(Instructions):
1. Answer these from the melatonin text:
(a) Besides the pineal gland, where has some melatonin recently been found?
(b) Who reported in 1958 that the pineal gland secreted melatonin?
(c) What did Descartes call the pineal gland?
2. Transcribe the part of the melatonin text that opens with the words containing "1. Science has" and closes with "should be taken.".
3. Pick up the melatonin text after its last sentence and keep writing it.

1. Melatonin is a natural hormone produced mainly by the pineal gland in the brain, although some has recently been found in the bone marrow where it appears to be linked with white cell formation.


  1. Little was known about the pineal gland in Western Medicine until 1958 where Lerner reported that it secreted melatonin. However, the Greeks described it as the Realm of Thought; Descartes called it the Seat of the Soul. In Eastern medicine it has long been associated with the ‘Third Eye’ and intuition, and it is linked to an important energy chakra.


  1. The pineal has also been shown to be the link between the nervous system and the ‘Limbic System’ of the brain. It is thus truly linked to perception and is activated (and turned down) by energetic and magnetic frequencies. These may be your own natural ones or external EMFs.


  1. Science has now shown that it is linked to circadian rhythms and to seasonal sleeping and breeding habits. Recent research carried in Cancer Watch suggested that circadian rhythms might even control the effectiveness of chemotherapy drugs and the time of day they should be taken.

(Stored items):
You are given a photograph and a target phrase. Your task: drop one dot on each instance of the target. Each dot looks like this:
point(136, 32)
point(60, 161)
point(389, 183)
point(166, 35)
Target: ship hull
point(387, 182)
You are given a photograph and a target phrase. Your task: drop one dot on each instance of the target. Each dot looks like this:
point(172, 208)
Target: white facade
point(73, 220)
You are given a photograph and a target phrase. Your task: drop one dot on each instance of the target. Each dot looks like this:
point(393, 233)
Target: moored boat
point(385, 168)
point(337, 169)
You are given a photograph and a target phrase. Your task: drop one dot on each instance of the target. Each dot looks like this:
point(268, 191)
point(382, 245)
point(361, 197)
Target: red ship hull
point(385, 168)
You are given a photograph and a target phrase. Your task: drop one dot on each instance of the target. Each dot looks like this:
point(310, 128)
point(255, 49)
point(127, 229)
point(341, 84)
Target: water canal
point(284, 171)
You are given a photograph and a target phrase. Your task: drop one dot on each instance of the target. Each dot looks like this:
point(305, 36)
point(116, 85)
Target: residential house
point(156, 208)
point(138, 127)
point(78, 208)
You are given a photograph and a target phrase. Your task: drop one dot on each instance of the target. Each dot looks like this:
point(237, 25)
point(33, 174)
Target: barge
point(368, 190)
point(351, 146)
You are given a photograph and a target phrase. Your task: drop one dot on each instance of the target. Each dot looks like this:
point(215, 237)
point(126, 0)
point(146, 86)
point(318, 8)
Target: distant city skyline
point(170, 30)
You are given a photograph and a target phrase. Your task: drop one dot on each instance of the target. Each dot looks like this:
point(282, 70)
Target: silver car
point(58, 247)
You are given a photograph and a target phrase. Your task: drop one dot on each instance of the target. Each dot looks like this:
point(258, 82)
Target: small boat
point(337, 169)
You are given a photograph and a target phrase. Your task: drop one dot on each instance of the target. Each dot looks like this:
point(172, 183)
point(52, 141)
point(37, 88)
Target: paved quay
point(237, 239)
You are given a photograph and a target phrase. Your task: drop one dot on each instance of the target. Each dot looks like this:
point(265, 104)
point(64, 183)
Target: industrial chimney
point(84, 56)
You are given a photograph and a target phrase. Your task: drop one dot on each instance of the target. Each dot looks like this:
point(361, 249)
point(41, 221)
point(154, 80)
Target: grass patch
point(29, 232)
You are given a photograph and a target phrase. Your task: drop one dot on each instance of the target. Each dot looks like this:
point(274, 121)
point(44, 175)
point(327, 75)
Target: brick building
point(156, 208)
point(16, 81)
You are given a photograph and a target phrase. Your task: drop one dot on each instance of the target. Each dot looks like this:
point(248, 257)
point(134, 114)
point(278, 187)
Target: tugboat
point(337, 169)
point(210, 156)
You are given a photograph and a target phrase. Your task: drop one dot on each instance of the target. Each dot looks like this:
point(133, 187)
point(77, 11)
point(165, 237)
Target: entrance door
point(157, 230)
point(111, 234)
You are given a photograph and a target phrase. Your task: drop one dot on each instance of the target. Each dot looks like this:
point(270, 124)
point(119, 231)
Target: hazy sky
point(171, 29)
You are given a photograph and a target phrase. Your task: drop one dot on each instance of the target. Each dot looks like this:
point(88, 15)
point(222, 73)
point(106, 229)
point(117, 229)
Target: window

(Solved problems):
1.
(a) In the bone marrow.
(b) Lerner.
(c) The Seat of the Soul.

2.
1. Science has now shown that it is linked to circadian rhythms and to seasonal sleeping and breeding habits. Recent research carried in Cancer Watch suggested that circadian rhythms might even control the effectiveness of chemotherapy drugs and the time of day they should be taken.

3.
  1. Philadelphia University have shown that areas of the brain are deactivated during meditation and during nuns praying.


  1. In meditation, the pineal gland and the pituitary have been shown to vibrate in unison. Monks and Yogis can even control their internal energy systems and temperature during meditation.


  1. Melatonin is produced about 90 minutes after falling asleep and pushes you into a deeper sleep. Production is light sensitive and regulatory ‘sensors’ have been found in the retina.


  1. Several studies (e.g. The Boston Nurses Study, Scandinavian Airlines) have shown that irregular sleeping habits lower production of the hormone and are also associated with higher breast cancer levels. One function of melatonin is to regulate excess oestrogen levels.


  1. Recently the discovery of melatonin in the bone marrow and its reduction by EMFs has spawned debate about its role in prevention of leukaemia and especially child leukaemia.


  1. There are nearly a thousand studies showing that melatonin supplementation has important oncostatic effects: both in cancer prevention and also during chemotherapy, where it cuts down the side effects.


  1. Melatonin levels decline with age and melatonin supplements have been shown to have anti-aging benefits. Supplementation is now used by night shift workers, nurses, long-haul flyers and a number of top oncology and anti-aging professors on both sides of the Atlantic.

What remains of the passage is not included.